→ **Description of the task**
Your answer is a copy of every line in the records where "door" appears.

→ **Exercise inputs**
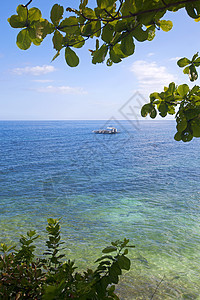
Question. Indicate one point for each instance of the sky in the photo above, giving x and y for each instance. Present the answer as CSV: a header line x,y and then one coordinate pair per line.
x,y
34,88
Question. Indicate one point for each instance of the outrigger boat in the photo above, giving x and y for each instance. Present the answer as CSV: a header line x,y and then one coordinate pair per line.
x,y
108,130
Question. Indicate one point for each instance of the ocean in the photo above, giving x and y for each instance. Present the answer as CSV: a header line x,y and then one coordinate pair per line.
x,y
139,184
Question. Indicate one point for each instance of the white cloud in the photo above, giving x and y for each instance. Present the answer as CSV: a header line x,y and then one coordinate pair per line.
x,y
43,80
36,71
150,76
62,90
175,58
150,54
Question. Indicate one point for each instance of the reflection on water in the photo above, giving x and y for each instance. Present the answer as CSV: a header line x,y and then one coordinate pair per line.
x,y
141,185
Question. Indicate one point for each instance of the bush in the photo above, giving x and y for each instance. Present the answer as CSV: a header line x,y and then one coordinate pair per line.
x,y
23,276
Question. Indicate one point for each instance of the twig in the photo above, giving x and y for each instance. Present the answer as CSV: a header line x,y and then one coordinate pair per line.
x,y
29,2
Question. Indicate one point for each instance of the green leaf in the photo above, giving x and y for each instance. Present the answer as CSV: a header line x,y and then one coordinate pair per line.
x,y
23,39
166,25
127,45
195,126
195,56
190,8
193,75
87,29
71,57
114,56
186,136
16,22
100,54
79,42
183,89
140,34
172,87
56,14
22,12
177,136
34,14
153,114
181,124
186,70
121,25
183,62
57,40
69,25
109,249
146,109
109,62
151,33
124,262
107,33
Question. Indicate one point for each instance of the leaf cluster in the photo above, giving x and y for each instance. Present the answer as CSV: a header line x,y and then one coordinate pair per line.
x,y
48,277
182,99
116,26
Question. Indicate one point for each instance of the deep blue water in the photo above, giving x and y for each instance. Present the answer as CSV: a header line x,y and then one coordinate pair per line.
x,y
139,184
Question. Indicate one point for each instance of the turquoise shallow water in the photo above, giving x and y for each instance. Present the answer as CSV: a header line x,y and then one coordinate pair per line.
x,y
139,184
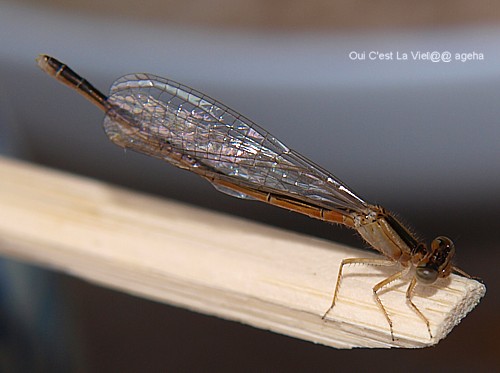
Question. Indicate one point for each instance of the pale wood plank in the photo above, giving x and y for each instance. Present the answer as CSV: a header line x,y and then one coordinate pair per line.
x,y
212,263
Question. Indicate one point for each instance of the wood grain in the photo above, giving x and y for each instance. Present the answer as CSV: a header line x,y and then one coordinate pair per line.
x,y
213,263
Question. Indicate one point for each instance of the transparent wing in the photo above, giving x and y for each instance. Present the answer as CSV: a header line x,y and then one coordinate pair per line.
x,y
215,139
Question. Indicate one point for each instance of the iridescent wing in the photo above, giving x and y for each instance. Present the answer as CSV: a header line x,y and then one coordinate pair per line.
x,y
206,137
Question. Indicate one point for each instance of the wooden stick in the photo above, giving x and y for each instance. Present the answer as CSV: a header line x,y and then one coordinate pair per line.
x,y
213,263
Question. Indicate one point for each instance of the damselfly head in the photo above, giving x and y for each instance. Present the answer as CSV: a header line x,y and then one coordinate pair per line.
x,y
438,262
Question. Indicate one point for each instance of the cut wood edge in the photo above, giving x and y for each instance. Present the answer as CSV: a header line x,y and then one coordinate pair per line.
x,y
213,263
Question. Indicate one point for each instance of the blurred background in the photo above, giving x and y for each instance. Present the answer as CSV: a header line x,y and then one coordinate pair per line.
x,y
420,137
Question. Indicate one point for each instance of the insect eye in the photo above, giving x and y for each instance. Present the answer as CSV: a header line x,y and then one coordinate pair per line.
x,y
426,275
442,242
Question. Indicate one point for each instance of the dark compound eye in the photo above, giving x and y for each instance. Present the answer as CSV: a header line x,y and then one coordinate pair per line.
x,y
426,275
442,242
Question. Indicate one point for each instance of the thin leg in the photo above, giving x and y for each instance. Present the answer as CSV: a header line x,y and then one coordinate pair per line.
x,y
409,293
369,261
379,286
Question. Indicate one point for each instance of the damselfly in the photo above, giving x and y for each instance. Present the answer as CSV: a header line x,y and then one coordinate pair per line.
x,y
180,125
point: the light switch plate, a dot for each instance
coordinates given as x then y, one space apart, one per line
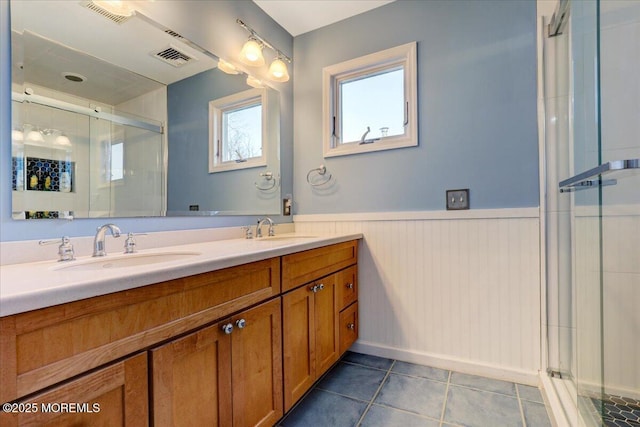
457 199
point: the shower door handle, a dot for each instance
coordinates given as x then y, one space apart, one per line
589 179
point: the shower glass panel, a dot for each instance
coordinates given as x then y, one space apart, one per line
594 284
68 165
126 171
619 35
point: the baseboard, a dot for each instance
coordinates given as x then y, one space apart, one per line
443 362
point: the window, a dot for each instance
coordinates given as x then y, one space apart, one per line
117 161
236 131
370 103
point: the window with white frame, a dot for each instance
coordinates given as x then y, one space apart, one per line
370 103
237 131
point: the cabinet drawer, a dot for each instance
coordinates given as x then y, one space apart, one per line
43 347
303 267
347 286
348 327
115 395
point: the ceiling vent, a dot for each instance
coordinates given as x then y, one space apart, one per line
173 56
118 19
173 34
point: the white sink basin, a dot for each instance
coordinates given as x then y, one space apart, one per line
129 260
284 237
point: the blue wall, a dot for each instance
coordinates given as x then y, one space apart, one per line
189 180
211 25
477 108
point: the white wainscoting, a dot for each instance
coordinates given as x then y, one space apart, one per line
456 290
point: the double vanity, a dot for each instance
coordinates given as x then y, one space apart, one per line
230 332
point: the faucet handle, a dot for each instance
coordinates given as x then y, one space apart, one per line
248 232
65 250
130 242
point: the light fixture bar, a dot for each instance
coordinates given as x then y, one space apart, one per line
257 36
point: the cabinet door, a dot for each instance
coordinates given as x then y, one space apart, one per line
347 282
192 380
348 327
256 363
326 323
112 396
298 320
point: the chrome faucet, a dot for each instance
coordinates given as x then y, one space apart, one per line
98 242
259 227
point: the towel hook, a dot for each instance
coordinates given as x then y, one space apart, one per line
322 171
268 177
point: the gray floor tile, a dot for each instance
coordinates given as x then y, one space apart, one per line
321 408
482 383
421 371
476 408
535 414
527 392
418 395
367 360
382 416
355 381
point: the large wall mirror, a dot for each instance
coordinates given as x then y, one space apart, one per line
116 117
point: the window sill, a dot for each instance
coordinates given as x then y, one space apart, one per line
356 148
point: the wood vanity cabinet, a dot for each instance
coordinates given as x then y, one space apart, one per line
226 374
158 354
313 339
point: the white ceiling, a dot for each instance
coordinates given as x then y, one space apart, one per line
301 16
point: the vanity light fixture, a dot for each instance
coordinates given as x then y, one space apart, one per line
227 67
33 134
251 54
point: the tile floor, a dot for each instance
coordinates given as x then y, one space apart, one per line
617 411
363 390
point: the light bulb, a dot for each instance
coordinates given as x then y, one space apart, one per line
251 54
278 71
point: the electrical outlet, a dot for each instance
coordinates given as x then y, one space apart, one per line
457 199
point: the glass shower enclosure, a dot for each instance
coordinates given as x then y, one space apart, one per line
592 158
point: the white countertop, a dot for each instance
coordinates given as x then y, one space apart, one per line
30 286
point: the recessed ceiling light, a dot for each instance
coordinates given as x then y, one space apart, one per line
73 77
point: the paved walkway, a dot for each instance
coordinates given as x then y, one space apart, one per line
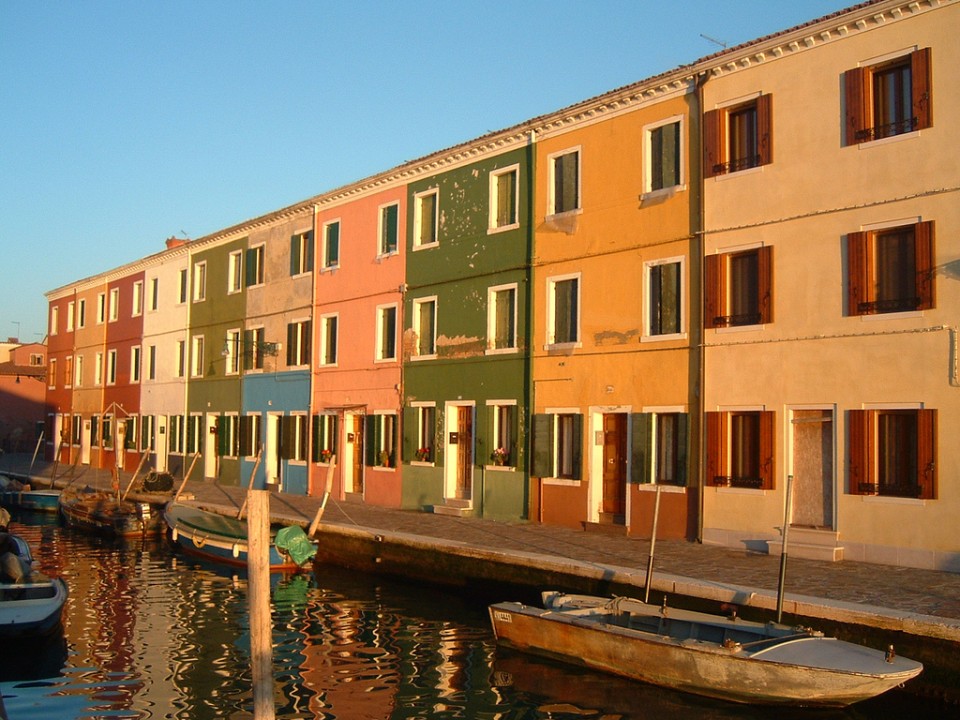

→ **Reply to the exercise**
point: the shower door handle, a dot for each instance
point: the cabinet door, a dot for each instance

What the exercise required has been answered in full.